→ **Extrait**:
Les uns se sont appesantis sur le côté martial du propos de l’interlocuteur de Carlson, quand le chef du Kremlin assène que la Russie ne peut pas perdre la guerre en Ukraine : « À mon avis, c'est impossible par définition. Ça n'arrivera jamais ! », a-t-il répété, ajoutant que « ceux qui sont au pouvoir en Occident en sont également conscients ». Il n’est pas exclu qu’une telle approche du conflit de la part du dirigeant russe soit considérée par d’autres comme de la suffisance et suscite du ressentiment, de la détermination à ne rien lâcher dans l’aide qu'ils apportent à l’Ukraine. Comme pour dire : « On continue la guerre jusqu’au dernier combattant ».

Après deux années de conflit et des pertes lourdes de part et d’autre en matériel comme en vies humaines, quel discours voudrait-on entendre d’un des belligérants soucieux de réconforter les siens ? Certainement pas « nous faiblissons ». En tout état de cause, la coalition en face, ou ce qui en tient lieu, confirme qu’il est seul face à plusieurs. C’est à peu près l’enseignement que tout observateur distant essaye de tirer au regard des mobilisations que l’on a pu voir depuis le déclenchement du conflit, le 24 février 2022.

→ **Données fournies**:
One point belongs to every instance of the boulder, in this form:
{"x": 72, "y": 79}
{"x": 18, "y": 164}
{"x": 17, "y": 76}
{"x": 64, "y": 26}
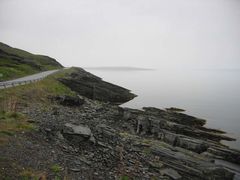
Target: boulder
{"x": 77, "y": 134}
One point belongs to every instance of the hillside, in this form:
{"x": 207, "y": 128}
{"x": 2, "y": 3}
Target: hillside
{"x": 16, "y": 63}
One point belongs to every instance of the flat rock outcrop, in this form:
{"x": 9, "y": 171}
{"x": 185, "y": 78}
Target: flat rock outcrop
{"x": 93, "y": 87}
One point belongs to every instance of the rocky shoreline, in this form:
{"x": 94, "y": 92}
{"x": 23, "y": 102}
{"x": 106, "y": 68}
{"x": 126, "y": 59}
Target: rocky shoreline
{"x": 91, "y": 137}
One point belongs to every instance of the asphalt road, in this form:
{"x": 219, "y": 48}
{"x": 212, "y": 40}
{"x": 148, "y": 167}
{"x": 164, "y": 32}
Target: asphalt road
{"x": 26, "y": 79}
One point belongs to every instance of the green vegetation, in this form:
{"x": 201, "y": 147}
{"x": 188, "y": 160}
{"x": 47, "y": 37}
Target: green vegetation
{"x": 38, "y": 91}
{"x": 16, "y": 63}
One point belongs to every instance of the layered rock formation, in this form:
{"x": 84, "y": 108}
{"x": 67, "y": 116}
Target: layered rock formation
{"x": 93, "y": 87}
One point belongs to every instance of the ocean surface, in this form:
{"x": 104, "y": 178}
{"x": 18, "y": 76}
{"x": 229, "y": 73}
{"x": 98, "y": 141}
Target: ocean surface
{"x": 210, "y": 94}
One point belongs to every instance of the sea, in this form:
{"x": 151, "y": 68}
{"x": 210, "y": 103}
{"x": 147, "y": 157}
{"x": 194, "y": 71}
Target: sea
{"x": 211, "y": 94}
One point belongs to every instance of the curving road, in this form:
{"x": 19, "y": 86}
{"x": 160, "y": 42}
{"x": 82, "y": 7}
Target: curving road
{"x": 27, "y": 79}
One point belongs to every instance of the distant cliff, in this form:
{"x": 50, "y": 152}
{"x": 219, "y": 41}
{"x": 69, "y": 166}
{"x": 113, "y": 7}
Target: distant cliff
{"x": 16, "y": 63}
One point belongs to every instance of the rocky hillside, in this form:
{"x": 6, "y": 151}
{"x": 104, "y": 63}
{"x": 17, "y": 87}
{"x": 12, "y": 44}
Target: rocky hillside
{"x": 73, "y": 128}
{"x": 15, "y": 63}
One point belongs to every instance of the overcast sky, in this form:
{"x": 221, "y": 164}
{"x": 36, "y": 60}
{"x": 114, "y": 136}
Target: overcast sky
{"x": 142, "y": 33}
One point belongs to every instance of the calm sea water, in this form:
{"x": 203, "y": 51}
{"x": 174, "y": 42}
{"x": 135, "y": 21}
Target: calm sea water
{"x": 210, "y": 94}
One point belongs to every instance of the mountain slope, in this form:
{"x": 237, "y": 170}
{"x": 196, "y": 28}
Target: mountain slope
{"x": 16, "y": 63}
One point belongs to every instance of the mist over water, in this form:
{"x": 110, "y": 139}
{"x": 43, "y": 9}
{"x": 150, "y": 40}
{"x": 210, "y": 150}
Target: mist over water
{"x": 209, "y": 94}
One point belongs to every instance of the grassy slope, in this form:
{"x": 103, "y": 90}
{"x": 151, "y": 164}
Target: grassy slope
{"x": 16, "y": 63}
{"x": 38, "y": 90}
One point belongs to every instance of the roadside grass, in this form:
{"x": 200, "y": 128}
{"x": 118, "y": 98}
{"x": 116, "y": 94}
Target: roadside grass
{"x": 12, "y": 121}
{"x": 17, "y": 63}
{"x": 38, "y": 91}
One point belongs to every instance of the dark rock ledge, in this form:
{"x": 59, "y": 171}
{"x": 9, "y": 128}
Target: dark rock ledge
{"x": 90, "y": 137}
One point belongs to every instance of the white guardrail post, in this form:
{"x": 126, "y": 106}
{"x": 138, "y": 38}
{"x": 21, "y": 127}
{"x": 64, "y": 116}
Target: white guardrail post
{"x": 4, "y": 85}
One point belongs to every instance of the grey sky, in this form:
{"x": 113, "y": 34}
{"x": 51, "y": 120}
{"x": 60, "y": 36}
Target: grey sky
{"x": 143, "y": 33}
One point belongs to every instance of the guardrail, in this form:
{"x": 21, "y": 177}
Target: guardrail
{"x": 4, "y": 85}
{"x": 13, "y": 83}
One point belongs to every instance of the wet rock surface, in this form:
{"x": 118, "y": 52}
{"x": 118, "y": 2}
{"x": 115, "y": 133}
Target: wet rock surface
{"x": 93, "y": 87}
{"x": 99, "y": 140}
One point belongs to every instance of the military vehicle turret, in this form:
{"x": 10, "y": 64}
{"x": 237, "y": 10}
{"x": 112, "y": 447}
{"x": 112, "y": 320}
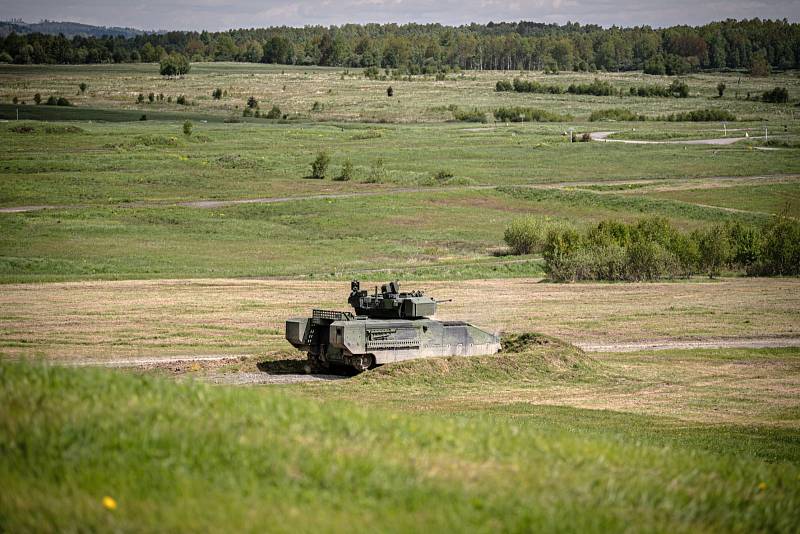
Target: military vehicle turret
{"x": 387, "y": 326}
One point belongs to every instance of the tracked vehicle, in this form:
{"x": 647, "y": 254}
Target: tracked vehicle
{"x": 387, "y": 326}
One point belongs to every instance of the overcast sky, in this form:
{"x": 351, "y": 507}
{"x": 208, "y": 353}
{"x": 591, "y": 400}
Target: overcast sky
{"x": 222, "y": 14}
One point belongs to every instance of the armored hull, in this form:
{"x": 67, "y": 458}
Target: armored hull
{"x": 362, "y": 341}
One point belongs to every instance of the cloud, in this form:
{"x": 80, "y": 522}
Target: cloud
{"x": 225, "y": 14}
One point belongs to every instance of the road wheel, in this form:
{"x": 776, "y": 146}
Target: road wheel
{"x": 363, "y": 362}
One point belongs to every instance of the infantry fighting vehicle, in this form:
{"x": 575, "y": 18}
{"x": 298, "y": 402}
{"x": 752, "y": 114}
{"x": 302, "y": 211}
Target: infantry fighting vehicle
{"x": 388, "y": 326}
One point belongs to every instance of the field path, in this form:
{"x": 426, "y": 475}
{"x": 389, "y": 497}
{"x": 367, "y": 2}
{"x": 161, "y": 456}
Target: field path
{"x": 603, "y": 136}
{"x": 210, "y": 204}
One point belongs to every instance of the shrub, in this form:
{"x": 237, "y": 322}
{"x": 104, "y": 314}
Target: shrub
{"x": 525, "y": 235}
{"x": 346, "y": 174}
{"x": 442, "y": 175}
{"x": 679, "y": 89}
{"x": 473, "y": 115}
{"x": 174, "y": 65}
{"x": 320, "y": 165}
{"x": 616, "y": 114}
{"x": 521, "y": 114}
{"x": 522, "y": 86}
{"x": 778, "y": 95}
{"x": 702, "y": 115}
{"x": 503, "y": 85}
{"x": 559, "y": 252}
{"x": 376, "y": 172}
{"x": 649, "y": 91}
{"x": 715, "y": 251}
{"x": 274, "y": 113}
{"x": 596, "y": 88}
{"x": 780, "y": 249}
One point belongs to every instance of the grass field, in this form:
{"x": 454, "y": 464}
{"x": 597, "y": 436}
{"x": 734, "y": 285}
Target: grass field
{"x": 187, "y": 457}
{"x": 127, "y": 259}
{"x": 112, "y": 320}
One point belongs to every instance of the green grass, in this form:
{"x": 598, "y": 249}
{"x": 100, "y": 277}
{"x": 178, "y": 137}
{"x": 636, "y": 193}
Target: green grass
{"x": 115, "y": 163}
{"x": 433, "y": 235}
{"x": 773, "y": 198}
{"x": 186, "y": 457}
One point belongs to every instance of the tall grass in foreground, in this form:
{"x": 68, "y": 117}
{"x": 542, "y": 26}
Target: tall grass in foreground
{"x": 187, "y": 457}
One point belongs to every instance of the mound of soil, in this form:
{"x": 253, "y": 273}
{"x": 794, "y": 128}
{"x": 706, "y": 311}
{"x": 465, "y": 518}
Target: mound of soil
{"x": 524, "y": 357}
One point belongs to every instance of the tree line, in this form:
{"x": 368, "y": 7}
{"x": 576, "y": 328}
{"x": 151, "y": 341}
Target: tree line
{"x": 652, "y": 248}
{"x": 754, "y": 44}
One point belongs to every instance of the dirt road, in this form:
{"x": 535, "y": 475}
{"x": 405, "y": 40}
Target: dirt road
{"x": 604, "y": 137}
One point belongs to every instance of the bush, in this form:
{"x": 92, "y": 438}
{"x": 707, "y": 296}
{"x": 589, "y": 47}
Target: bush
{"x": 701, "y": 115}
{"x": 442, "y": 175}
{"x": 320, "y": 165}
{"x": 521, "y": 114}
{"x": 274, "y": 113}
{"x": 473, "y": 115}
{"x": 346, "y": 174}
{"x": 679, "y": 89}
{"x": 525, "y": 235}
{"x": 715, "y": 250}
{"x": 780, "y": 248}
{"x": 377, "y": 173}
{"x": 616, "y": 114}
{"x": 779, "y": 95}
{"x": 522, "y": 86}
{"x": 174, "y": 65}
{"x": 559, "y": 251}
{"x": 596, "y": 88}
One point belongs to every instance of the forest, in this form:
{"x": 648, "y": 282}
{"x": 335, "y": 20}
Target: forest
{"x": 756, "y": 45}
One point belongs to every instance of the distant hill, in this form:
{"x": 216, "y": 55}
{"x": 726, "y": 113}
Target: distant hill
{"x": 69, "y": 29}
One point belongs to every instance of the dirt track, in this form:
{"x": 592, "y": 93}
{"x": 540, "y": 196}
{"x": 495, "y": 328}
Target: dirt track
{"x": 211, "y": 204}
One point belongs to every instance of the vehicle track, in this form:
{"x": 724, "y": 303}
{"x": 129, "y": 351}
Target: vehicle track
{"x": 210, "y": 204}
{"x": 178, "y": 363}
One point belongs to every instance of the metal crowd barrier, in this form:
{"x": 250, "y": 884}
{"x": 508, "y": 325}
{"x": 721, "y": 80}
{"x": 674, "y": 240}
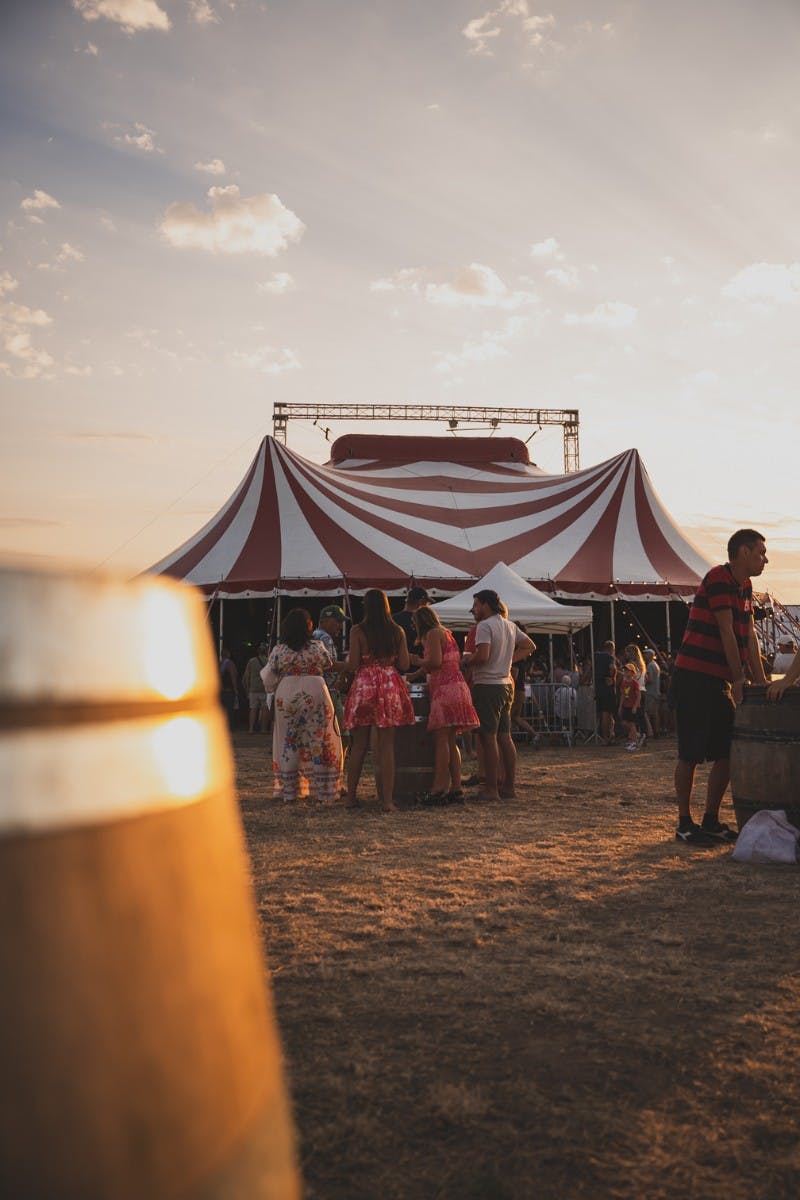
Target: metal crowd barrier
{"x": 557, "y": 709}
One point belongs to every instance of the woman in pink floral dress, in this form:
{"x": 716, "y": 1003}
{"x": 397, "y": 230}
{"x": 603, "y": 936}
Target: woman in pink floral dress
{"x": 378, "y": 697}
{"x": 451, "y": 706}
{"x": 305, "y": 739}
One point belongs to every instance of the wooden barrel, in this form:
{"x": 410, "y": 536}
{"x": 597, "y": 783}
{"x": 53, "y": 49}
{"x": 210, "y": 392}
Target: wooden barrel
{"x": 414, "y": 751}
{"x": 765, "y": 755}
{"x": 137, "y": 1037}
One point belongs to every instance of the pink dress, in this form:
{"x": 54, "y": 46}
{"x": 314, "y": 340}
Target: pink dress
{"x": 450, "y": 700}
{"x": 378, "y": 696}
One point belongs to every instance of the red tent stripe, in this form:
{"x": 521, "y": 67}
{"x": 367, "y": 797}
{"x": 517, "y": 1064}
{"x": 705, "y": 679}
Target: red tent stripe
{"x": 260, "y": 555}
{"x": 187, "y": 562}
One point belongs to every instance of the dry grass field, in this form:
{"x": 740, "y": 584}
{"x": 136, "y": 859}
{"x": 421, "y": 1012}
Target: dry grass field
{"x": 547, "y": 997}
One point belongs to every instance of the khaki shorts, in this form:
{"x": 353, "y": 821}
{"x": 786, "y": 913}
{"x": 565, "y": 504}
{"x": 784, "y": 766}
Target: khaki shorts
{"x": 493, "y": 706}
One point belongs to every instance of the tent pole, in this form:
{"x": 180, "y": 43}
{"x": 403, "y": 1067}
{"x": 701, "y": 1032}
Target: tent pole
{"x": 594, "y": 700}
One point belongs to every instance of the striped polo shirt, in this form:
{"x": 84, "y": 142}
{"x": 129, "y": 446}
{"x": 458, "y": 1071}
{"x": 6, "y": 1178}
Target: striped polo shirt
{"x": 702, "y": 647}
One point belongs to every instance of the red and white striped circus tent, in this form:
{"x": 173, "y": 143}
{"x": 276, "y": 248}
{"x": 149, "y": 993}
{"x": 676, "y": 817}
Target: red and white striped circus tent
{"x": 439, "y": 511}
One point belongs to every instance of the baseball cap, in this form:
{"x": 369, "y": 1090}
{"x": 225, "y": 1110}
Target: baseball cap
{"x": 332, "y": 610}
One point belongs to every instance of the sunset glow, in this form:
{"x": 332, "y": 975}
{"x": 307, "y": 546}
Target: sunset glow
{"x": 210, "y": 205}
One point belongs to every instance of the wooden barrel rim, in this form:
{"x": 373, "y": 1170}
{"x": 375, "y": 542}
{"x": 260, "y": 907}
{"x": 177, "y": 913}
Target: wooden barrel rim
{"x": 48, "y": 714}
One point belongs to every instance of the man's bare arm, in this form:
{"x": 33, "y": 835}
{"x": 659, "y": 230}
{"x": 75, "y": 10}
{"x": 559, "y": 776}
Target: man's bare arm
{"x": 732, "y": 652}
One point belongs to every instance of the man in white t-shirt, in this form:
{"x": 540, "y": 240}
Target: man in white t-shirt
{"x": 498, "y": 643}
{"x": 785, "y": 655}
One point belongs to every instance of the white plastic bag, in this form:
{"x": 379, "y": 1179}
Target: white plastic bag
{"x": 768, "y": 838}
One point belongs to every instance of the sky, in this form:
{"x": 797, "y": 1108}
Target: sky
{"x": 210, "y": 205}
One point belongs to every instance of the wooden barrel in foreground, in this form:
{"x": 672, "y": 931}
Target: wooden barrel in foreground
{"x": 414, "y": 751}
{"x": 137, "y": 1037}
{"x": 765, "y": 755}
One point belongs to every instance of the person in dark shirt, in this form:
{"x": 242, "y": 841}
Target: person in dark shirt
{"x": 720, "y": 649}
{"x": 415, "y": 598}
{"x": 606, "y": 690}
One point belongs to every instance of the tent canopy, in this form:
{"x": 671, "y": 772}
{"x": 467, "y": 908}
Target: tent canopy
{"x": 389, "y": 511}
{"x": 537, "y": 612}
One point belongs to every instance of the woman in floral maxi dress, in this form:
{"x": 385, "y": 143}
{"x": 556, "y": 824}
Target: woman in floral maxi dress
{"x": 305, "y": 739}
{"x": 451, "y": 705}
{"x": 378, "y": 697}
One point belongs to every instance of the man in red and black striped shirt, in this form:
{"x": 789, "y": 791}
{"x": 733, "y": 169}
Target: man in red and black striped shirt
{"x": 719, "y": 653}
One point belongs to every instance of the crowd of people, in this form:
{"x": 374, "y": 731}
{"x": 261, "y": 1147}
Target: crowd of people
{"x": 325, "y": 709}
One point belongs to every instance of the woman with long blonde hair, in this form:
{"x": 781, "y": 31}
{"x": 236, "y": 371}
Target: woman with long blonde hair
{"x": 378, "y": 697}
{"x": 633, "y": 654}
{"x": 451, "y": 706}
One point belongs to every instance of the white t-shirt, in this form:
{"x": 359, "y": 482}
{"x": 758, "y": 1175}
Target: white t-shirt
{"x": 501, "y": 636}
{"x": 783, "y": 660}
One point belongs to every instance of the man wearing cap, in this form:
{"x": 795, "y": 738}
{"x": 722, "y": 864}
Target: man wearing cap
{"x": 498, "y": 643}
{"x": 331, "y": 622}
{"x": 785, "y": 657}
{"x": 415, "y": 598}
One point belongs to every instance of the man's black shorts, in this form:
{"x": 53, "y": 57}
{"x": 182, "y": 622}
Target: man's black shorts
{"x": 704, "y": 713}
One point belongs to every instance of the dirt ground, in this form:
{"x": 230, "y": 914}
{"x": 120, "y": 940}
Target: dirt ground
{"x": 546, "y": 997}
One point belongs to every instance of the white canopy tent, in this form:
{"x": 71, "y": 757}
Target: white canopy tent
{"x": 527, "y": 604}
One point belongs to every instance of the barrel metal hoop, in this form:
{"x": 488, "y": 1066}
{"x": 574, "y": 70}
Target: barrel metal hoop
{"x": 765, "y": 736}
{"x": 62, "y": 714}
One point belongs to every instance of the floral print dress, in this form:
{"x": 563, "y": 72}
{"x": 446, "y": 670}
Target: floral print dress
{"x": 451, "y": 703}
{"x": 306, "y": 741}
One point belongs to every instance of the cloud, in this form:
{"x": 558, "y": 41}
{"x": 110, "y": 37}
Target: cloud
{"x": 215, "y": 167}
{"x": 17, "y": 322}
{"x": 143, "y": 138}
{"x": 268, "y": 360}
{"x": 547, "y": 249}
{"x": 482, "y": 31}
{"x": 702, "y": 379}
{"x": 203, "y": 13}
{"x": 492, "y": 345}
{"x": 474, "y": 286}
{"x": 67, "y": 253}
{"x": 277, "y": 283}
{"x": 611, "y": 315}
{"x": 38, "y": 202}
{"x": 765, "y": 283}
{"x": 565, "y": 276}
{"x": 107, "y": 436}
{"x": 235, "y": 225}
{"x": 131, "y": 15}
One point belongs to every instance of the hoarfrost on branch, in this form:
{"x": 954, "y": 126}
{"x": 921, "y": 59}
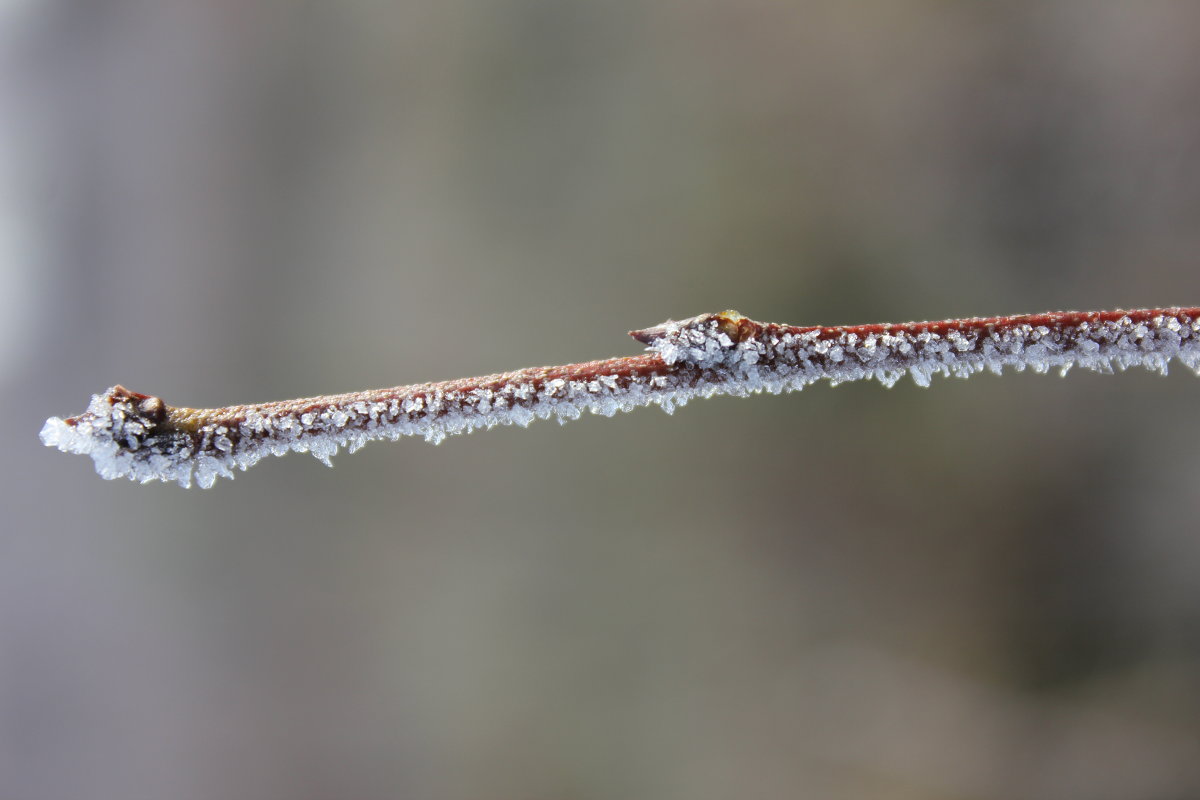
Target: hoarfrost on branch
{"x": 135, "y": 435}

→ **Défi A**: Indiquez si chacune des affirmations suivantes concorde avec l'extrait, en répondant par oui ou par non et en citant les mots décisifs de l'extrait : (i) le chef du Kremlin soutient que la Russie ne peut pas perdre la guerre en Ukraine ; (ii) le conflit a été déclenché le 24 février 2023 ; (iii) les pertes n'ont frappé qu'un seul des deux camps.
→ **Défi B**: D'après l'extrait, qui, selon le dirigeant russe, sait également que la Russie ne peut pas perdre la guerre ?
→ **Défi C**: Rédigez la suite de l'extrait consacré à la guerre en Ukraine, à partir de sa dernière phrase.

→ **Réponse rédigée A**:
(i) Oui : « le chef du Kremlin assène que la Russie ne peut pas perdre la guerre en Ukraine ».
(ii) Non : « le 24 février 2022 ».
(iii) Non : « des pertes lourdes de part et d’autre en matériel comme en vies humaines ».

→ **Réponse rédigée B**: Ceux qui sont au pouvoir en Occident.

→ **Réponse rédigée C**:
La question primordiale, parmi d’autres, posée par le journaliste américain au chef de l’Etat russe est de savoir si, à partir du conflit en Ukraine, la Russie n’est pas tentée de s’attaquer à un autre voisin, la Pologne en l’occurrence, avec laquelle l’inimitié est « historique » et par conséquent entrer en belligérance contre le camp occidental qui déboucherait sur une guerre mondiale dévastatrice. La réponse de Vladimir Poutine à cette éventualité est non, assortie d’une nuance : « Dans un seul cas : s’il y a une attaque contre la Russie depuis la Pologne ».

Et l’hypothèse d’une guerre nucléaire à l’initiative de Moscou, sous-tendue par des revendications territoriales au-delà des frontières actuelles de la Fédération constituée après l’effondrement de l’ex-Union soviétique en 1991 ?  Là aussi le président russe déclare n’y voir aucun intérêt : « Cela contredit le bon sens de se laisser entraîner dans une sorte de guerre mondiale. Et une guerre mondiale amènerait l’humanité tout entière au bord de la destruction », expose-t-il en se disant prêt à des négociations pour sortir du conflit. En gros, il n’est pas adepte d’une guerre d’ampleur mondiale.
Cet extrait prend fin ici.